§ WORK REQUEST
Omit all pictures, then repeat the listing exactly.

Content starts

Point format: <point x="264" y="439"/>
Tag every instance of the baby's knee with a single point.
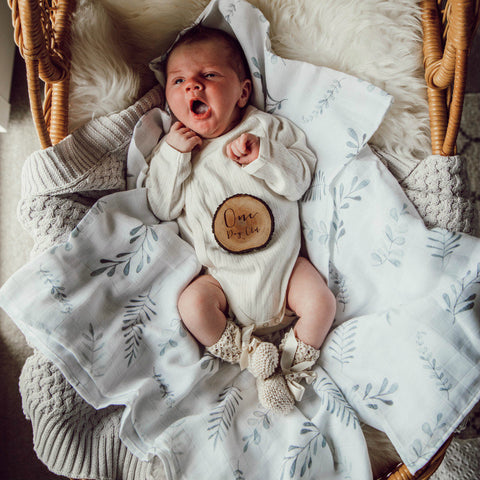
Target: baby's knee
<point x="200" y="298"/>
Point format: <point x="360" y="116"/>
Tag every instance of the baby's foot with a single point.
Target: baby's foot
<point x="263" y="360"/>
<point x="274" y="394"/>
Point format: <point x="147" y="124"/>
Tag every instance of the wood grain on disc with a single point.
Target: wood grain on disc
<point x="243" y="223"/>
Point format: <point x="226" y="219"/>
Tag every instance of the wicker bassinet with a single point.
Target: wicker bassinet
<point x="42" y="35"/>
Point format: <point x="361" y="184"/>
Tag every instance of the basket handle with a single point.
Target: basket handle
<point x="446" y="67"/>
<point x="42" y="35"/>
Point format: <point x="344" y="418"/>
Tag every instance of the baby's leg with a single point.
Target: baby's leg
<point x="202" y="306"/>
<point x="310" y="298"/>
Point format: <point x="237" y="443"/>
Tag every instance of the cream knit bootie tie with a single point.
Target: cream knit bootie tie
<point x="260" y="358"/>
<point x="296" y="363"/>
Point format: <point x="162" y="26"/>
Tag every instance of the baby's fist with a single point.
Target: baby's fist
<point x="244" y="149"/>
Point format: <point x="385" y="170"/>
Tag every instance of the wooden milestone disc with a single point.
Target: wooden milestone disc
<point x="243" y="223"/>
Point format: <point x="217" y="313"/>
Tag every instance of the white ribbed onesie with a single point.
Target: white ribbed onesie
<point x="190" y="187"/>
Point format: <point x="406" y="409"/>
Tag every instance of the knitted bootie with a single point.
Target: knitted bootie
<point x="296" y="362"/>
<point x="274" y="394"/>
<point x="260" y="358"/>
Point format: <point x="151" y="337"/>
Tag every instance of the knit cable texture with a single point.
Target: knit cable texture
<point x="439" y="189"/>
<point x="59" y="185"/>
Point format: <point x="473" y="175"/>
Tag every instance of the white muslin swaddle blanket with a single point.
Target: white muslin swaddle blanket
<point x="404" y="353"/>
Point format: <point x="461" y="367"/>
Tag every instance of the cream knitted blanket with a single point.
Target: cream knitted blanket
<point x="82" y="199"/>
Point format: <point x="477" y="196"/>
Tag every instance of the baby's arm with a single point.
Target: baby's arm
<point x="244" y="149"/>
<point x="280" y="157"/>
<point x="169" y="167"/>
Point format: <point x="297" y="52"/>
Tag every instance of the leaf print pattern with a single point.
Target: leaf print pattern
<point x="418" y="448"/>
<point x="391" y="251"/>
<point x="325" y="102"/>
<point x="230" y="12"/>
<point x="338" y="285"/>
<point x="443" y="243"/>
<point x="137" y="313"/>
<point x="259" y="419"/>
<point x="221" y="418"/>
<point x="342" y="344"/>
<point x="210" y="363"/>
<point x="431" y="364"/>
<point x="142" y="236"/>
<point x="165" y="392"/>
<point x="172" y="335"/>
<point x="317" y="229"/>
<point x="459" y="300"/>
<point x="302" y="455"/>
<point x="272" y="105"/>
<point x="57" y="291"/>
<point x="373" y="398"/>
<point x="342" y="199"/>
<point x="356" y="143"/>
<point x="334" y="402"/>
<point x="318" y="188"/>
<point x="93" y="351"/>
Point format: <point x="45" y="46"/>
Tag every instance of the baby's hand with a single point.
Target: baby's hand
<point x="182" y="138"/>
<point x="244" y="149"/>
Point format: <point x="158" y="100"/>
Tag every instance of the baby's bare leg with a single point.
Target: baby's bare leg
<point x="202" y="306"/>
<point x="310" y="298"/>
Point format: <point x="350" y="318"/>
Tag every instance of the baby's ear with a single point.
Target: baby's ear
<point x="246" y="91"/>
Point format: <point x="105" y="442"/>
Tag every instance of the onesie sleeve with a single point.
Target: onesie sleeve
<point x="284" y="162"/>
<point x="168" y="171"/>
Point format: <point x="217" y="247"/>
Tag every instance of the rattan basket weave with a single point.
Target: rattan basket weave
<point x="42" y="35"/>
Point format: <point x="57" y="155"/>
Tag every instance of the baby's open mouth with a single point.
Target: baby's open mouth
<point x="198" y="107"/>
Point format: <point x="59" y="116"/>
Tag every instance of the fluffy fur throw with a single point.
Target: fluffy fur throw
<point x="375" y="40"/>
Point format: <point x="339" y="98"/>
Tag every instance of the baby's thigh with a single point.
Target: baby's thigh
<point x="306" y="286"/>
<point x="201" y="295"/>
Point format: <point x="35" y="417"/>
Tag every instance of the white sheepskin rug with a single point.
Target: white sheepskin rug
<point x="375" y="40"/>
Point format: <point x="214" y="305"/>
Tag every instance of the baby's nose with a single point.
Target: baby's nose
<point x="193" y="84"/>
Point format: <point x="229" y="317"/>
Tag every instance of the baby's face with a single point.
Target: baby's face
<point x="203" y="90"/>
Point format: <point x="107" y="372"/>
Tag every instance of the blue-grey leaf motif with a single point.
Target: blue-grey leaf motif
<point x="317" y="189"/>
<point x="443" y="243"/>
<point x="259" y="421"/>
<point x="342" y="344"/>
<point x="230" y="12"/>
<point x="171" y="336"/>
<point x="373" y="397"/>
<point x="272" y="104"/>
<point x="420" y="448"/>
<point x="165" y="392"/>
<point x="461" y="298"/>
<point x="342" y="199"/>
<point x="394" y="240"/>
<point x="325" y="102"/>
<point x="300" y="457"/>
<point x="355" y="144"/>
<point x="142" y="238"/>
<point x="431" y="364"/>
<point x="338" y="285"/>
<point x="210" y="363"/>
<point x="138" y="312"/>
<point x="334" y="402"/>
<point x="315" y="230"/>
<point x="221" y="418"/>
<point x="92" y="352"/>
<point x="238" y="474"/>
<point x="57" y="291"/>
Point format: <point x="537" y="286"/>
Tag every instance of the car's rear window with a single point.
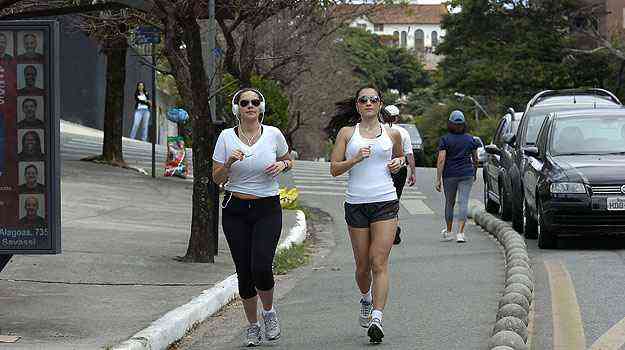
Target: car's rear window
<point x="588" y="135"/>
<point x="537" y="115"/>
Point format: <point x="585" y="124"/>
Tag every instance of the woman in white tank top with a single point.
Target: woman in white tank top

Content ends

§ ANSWER BOX
Point format: <point x="264" y="439"/>
Tag every instance of the baby's knee with a single point.
Target: baby's knee
<point x="200" y="298"/>
Point format: <point x="360" y="116"/>
Tag every instance of the baby's foot with a single point.
Target: baby's foot
<point x="263" y="360"/>
<point x="274" y="394"/>
Point format: <point x="147" y="124"/>
Tag every instance of the wood grain on disc with a single point.
Target: wood grain on disc
<point x="243" y="223"/>
Point format: <point x="226" y="219"/>
Tag every instance of the wicker bassinet with a single point.
Target: wicker bassinet
<point x="42" y="35"/>
Point format: <point x="361" y="184"/>
Tag every instance of the basket handle with a single point.
Target: basket handle
<point x="446" y="67"/>
<point x="42" y="35"/>
Point format: <point x="344" y="418"/>
Tag every instance of the baby's leg with a single point.
Target: baby's leg
<point x="202" y="306"/>
<point x="310" y="298"/>
Point format: <point x="237" y="443"/>
Tag every instance of the cream knit bootie tie with a single point.
Target: cream knit bootie tie
<point x="260" y="358"/>
<point x="296" y="363"/>
Point format: <point x="162" y="26"/>
Tag every instance of the baby's fist with a single point.
Target: baby's fist
<point x="244" y="149"/>
Point format: <point x="385" y="170"/>
Tag every instance of the wooden milestone disc with a single point.
Target: wooden milestone disc
<point x="243" y="223"/>
Point format: <point x="217" y="313"/>
Tag every instance of the white ribbed onesie with a single point.
Target: white ribbed onesie
<point x="190" y="187"/>
Point format: <point x="406" y="409"/>
Tag every instance of the knitted bootie with a single point.
Target: knitted bootie
<point x="296" y="362"/>
<point x="274" y="394"/>
<point x="260" y="358"/>
Point format: <point x="151" y="337"/>
Tag every instance of the knit cable texture with a single point.
Target: knit cable texture
<point x="439" y="189"/>
<point x="59" y="185"/>
Point format: <point x="473" y="175"/>
Tag every instance of the white muslin swaddle blanket with a single point.
Target: white muslin swaddle blanket
<point x="404" y="353"/>
Point format: <point x="461" y="367"/>
Tag every instance of the cream knitted blanket with a single point.
Target: cream knitted blanket
<point x="82" y="199"/>
Point format: <point x="477" y="196"/>
Tag every instance of the baby's arm with a single point.
Target: baby's arm
<point x="244" y="149"/>
<point x="280" y="157"/>
<point x="169" y="167"/>
Point format: <point x="297" y="52"/>
Tag every instance of the leaf print pattern with a single point.
Target: leaf print pattern
<point x="418" y="448"/>
<point x="391" y="251"/>
<point x="325" y="102"/>
<point x="230" y="12"/>
<point x="338" y="285"/>
<point x="443" y="243"/>
<point x="137" y="313"/>
<point x="259" y="419"/>
<point x="221" y="418"/>
<point x="342" y="344"/>
<point x="210" y="363"/>
<point x="431" y="364"/>
<point x="142" y="236"/>
<point x="165" y="392"/>
<point x="172" y="335"/>
<point x="317" y="229"/>
<point x="459" y="300"/>
<point x="302" y="455"/>
<point x="272" y="105"/>
<point x="57" y="291"/>
<point x="373" y="398"/>
<point x="342" y="199"/>
<point x="356" y="143"/>
<point x="334" y="402"/>
<point x="318" y="188"/>
<point x="93" y="351"/>
Point format: <point x="45" y="46"/>
Tag every instance of the baby's hand with a single point.
Target: baby's hand
<point x="182" y="138"/>
<point x="244" y="149"/>
Point format: <point x="158" y="100"/>
Tag every instance of the baby's bare leg with a single point.
Target: baby's bare leg
<point x="202" y="306"/>
<point x="310" y="298"/>
Point format: <point x="350" y="318"/>
Tag every instance of the baby's ear with a single point.
Target: baby's ear
<point x="246" y="91"/>
Point format: <point x="105" y="442"/>
Tag every instance of the onesie sleeve with a single point.
Target: onesie sleeve
<point x="284" y="162"/>
<point x="168" y="171"/>
Point format: <point x="217" y="247"/>
Tag every instance of the rattan basket weave with a single point.
Target: rattan basket weave
<point x="42" y="35"/>
Point format: <point x="57" y="155"/>
Tag every instance of the baby's open mouth with a single point.
Target: baby's open mouth
<point x="198" y="107"/>
Point format: <point x="59" y="116"/>
Tag every instance of the fluffy fur throw with a single point.
Target: fluffy fur throw
<point x="375" y="40"/>
Point format: <point x="339" y="98"/>
Tag every instance of the baby's thigh with a single point.
Target: baby's thigh
<point x="306" y="286"/>
<point x="201" y="295"/>
Point format: <point x="35" y="417"/>
Tag every instance of the white sheepskin rug with a single point.
Target: white sheepskin rug
<point x="375" y="40"/>
Point format: <point x="214" y="305"/>
Tag every instance of the baby's nose with a single point.
Target: baby's nose
<point x="193" y="84"/>
Point format: <point x="229" y="317"/>
Tag every instance of the baby's face with a single point.
Target: baby's face
<point x="203" y="90"/>
Point format: <point x="107" y="372"/>
Tag every instance of the blue-grey leaf motif with a single point.
Target: blue-grey leaf motif
<point x="317" y="189"/>
<point x="443" y="243"/>
<point x="259" y="421"/>
<point x="342" y="344"/>
<point x="230" y="12"/>
<point x="171" y="336"/>
<point x="373" y="397"/>
<point x="272" y="104"/>
<point x="420" y="448"/>
<point x="165" y="392"/>
<point x="461" y="298"/>
<point x="342" y="199"/>
<point x="394" y="240"/>
<point x="325" y="102"/>
<point x="300" y="457"/>
<point x="355" y="144"/>
<point x="142" y="238"/>
<point x="431" y="364"/>
<point x="338" y="285"/>
<point x="210" y="363"/>
<point x="138" y="312"/>
<point x="334" y="402"/>
<point x="315" y="230"/>
<point x="221" y="418"/>
<point x="92" y="352"/>
<point x="238" y="474"/>
<point x="57" y="291"/>
Point format: <point x="537" y="286"/>
Tag every instance of the car's rear window with a single point.
Target: car's rear window
<point x="588" y="135"/>
<point x="537" y="115"/>
Point format: <point x="585" y="124"/>
Tag every instance of the woman in white tank top with a single point.
Target: woman in white tank top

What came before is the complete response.